- Opening Delimiter -

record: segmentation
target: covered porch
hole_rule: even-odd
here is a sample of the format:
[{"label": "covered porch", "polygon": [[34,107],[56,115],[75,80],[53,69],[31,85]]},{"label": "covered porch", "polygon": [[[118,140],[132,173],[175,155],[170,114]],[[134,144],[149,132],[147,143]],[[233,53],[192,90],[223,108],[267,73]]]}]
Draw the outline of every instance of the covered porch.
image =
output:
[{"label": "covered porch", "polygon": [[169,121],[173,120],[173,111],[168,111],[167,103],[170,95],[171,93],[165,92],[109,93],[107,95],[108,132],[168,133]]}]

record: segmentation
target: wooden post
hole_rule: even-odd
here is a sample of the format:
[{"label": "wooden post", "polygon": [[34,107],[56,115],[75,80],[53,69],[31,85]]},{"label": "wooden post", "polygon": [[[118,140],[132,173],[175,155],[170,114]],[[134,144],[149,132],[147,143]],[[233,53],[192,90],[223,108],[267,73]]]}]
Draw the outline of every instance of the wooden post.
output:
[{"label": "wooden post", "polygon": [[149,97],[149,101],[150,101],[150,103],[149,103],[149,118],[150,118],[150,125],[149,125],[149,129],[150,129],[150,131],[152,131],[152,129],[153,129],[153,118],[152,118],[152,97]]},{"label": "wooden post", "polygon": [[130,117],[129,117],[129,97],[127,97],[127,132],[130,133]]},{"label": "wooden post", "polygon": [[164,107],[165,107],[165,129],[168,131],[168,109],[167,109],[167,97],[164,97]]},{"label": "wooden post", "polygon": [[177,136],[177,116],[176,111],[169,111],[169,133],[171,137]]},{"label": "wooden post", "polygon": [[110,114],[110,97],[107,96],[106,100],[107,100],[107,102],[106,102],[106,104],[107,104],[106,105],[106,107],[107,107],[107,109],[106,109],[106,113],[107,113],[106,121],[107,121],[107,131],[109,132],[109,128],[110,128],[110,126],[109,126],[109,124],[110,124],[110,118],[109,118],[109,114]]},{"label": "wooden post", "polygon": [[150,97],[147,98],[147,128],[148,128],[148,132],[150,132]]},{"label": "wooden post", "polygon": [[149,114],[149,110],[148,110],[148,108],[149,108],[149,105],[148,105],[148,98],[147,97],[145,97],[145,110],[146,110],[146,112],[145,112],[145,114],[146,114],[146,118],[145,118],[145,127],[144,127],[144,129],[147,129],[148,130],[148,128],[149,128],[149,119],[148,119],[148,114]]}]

- Closing Delimiter -

▸ WORK INSTRUCTIONS
Each line above with the string "Draw" in it should be located and copied.

▸ EXERCISE OUTPUT
Draw the outline of every instance of the covered porch.
Draw the outline of every instance of the wooden post.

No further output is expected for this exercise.